▸ **Your goal**:
Put the lines of the data below into a numbered list, from the line with "Annotate the dirt" up to and including the last line of the data. Leave out blank lines and include no other lines.
>> BEGIN
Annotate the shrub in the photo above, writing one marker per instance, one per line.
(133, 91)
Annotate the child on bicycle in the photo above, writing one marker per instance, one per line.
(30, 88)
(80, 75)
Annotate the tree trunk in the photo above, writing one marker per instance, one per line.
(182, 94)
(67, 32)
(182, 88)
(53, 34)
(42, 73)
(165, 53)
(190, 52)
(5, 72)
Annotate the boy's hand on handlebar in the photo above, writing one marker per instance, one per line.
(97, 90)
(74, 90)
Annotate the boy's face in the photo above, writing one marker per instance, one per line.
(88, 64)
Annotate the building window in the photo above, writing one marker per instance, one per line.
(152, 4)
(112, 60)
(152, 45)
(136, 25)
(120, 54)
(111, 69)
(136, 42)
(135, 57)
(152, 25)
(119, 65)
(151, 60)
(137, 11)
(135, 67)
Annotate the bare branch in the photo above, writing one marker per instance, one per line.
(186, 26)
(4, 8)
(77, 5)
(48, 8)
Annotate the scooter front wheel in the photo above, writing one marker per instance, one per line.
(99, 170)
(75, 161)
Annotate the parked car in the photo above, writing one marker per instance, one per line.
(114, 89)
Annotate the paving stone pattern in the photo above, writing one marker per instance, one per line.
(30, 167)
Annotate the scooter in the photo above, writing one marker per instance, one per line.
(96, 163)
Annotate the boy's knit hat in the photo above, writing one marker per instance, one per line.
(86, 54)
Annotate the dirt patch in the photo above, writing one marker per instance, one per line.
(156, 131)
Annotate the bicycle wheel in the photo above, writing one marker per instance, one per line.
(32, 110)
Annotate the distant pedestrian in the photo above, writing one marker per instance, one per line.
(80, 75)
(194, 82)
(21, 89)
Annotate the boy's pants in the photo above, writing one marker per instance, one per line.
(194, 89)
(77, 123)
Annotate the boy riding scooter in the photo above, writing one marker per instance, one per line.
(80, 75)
>> END
▸ **Output of the exercise**:
1. Annotate the dirt patch in the photo above, writing one marker per instance, one per line.
2. (156, 131)
3. Annotate the bicycle wheel in the photo above, writing one marker per instance, one per line.
4. (32, 110)
5. Annotate the distant pedestrian in the photo above, writing one marker per instance, one per line.
6. (80, 75)
7. (194, 82)
8. (21, 89)
9. Annotate the boy's pants in the photo above, writing one marker per instance, one per line.
10. (194, 89)
11. (77, 123)
12. Annotate the boy riding scooter in the photo above, writing one marker per instance, one per line.
13. (80, 75)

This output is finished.